Given task: Copy the rows again from the line containing "Extract white lighthouse" through the end of the rows, both ends included, keeping the requests and leaving out the pictures. Shift every box coordinate in the answers by -96.

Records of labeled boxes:
▼▼▼

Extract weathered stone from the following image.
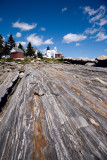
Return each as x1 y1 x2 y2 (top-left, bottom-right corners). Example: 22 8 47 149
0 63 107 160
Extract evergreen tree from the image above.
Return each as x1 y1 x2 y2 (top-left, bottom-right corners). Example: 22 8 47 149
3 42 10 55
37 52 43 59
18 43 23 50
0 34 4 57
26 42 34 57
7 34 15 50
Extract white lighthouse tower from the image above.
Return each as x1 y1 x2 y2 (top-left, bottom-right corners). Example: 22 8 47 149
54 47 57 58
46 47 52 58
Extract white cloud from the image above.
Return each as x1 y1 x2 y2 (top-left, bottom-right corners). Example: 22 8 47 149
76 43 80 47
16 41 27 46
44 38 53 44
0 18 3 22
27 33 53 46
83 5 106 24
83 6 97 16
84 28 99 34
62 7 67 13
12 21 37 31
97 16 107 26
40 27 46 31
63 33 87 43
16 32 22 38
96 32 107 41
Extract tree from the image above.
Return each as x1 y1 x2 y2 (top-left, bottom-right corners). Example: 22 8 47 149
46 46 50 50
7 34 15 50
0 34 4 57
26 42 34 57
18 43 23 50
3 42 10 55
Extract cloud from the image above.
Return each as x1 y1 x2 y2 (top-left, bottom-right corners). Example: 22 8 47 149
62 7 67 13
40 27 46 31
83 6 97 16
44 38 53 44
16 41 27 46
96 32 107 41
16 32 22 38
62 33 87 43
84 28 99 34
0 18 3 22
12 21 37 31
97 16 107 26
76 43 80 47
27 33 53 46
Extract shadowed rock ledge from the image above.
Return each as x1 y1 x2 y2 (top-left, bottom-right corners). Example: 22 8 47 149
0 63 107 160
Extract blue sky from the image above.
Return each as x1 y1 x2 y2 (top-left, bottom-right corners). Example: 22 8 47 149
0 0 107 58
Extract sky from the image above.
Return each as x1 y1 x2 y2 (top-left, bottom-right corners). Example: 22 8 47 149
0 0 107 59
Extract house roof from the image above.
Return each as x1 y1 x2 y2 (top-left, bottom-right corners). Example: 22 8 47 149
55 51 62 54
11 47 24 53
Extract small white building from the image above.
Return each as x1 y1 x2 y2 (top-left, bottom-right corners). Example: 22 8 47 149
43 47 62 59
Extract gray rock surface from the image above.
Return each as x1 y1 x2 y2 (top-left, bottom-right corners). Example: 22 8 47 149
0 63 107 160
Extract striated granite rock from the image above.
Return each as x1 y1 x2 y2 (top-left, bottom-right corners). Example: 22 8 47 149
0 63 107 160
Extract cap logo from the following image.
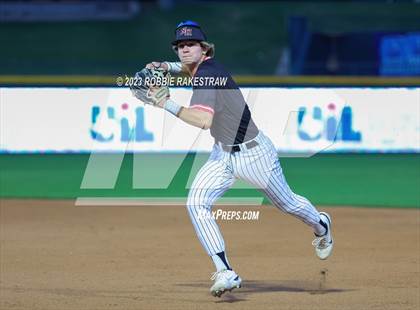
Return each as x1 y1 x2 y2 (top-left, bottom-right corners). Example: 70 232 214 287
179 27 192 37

▲▲▲

Reply to the task:
Extract white lighthouse tower from the image above.
Return each as x1 y1 x2 y2 (top-left, bottom-right corners). Example: 22 8 47 149
-42 -49 -39 -38
-50 -49 -44 -38
Extract white cloud from the image above.
Return each as x1 y1 x2 y2 (top-left, bottom-right corners). Example: 22 8 47 149
-20 -53 -16 -49
-80 -55 -69 -50
-52 -58 -43 -52
-96 -78 -93 -74
-69 -63 -43 -50
-13 -91 10 -72
-13 -90 1 -80
-12 -68 3 -62
-34 -89 -29 -83
-84 -75 -59 -65
1 -80 11 -70
-56 -69 -50 -65
-33 -63 -9 -53
-80 -64 -74 -58
0 -64 11 -55
Extract tree from the image above.
Return each as x1 y1 x2 y2 (top-left, bottom-right corners). Example: 22 8 47 149
-50 -50 -46 -46
-89 -62 -81 -46
-96 -62 -92 -39
-70 -54 -62 -39
-78 -53 -73 -46
-93 -54 -86 -41
Extract cloud from the image above.
Return each as x1 y1 x2 y2 (top-left, bottom-right corners). Example: 22 8 47 149
-34 -89 -29 -83
-56 -69 -50 -65
-13 -90 1 -80
-52 -58 -43 -52
-80 -55 -69 -50
0 -64 11 -55
-80 -64 -74 -58
-34 -63 -9 -53
-12 -68 3 -62
-96 -78 -93 -74
-84 -75 -59 -65
1 -80 11 -70
-20 -53 -16 -49
-69 -63 -43 -50
Extract shadowed rock ledge from the image above.
Return each as x1 y1 x2 y2 (top-left, bottom-right corners). Example: 22 8 47 149
-96 -33 11 64
Extract blue sky from the image above.
Return each as x1 y1 x2 y2 (top-left, bottom-right corners). Example: 22 8 47 149
-96 -96 11 -38
Extract sky from the image above.
Return each as x1 y1 x2 y2 (top-left, bottom-right corners). Example: 22 8 47 149
-96 -96 11 -37
Extract house roof from the image above.
Return each as x1 y1 x2 y2 (top-left, bottom-right corners). Example: 22 8 47 149
-41 -45 -34 -42
-85 -49 -72 -43
Extract small white building from the image above.
Return each as x1 y1 x2 y2 (top-left, bottom-right corners). Example: 22 8 47 149
-53 -49 -34 -37
Extract gray rock surface from the image above.
Return each as x1 y1 x2 y2 (top-left, bottom-right corners). Example: 22 8 47 149
-96 -33 11 64
Extract striated granite rock from the image above.
Return each as x1 y1 x2 y2 (top-left, bottom-right corners). Example: 22 8 47 149
-96 -33 11 64
Extract cap logo from the following image.
Return each as x1 y1 x2 y2 (top-left, bottom-right corners). Example: 70 232 214 287
83 -69 96 -59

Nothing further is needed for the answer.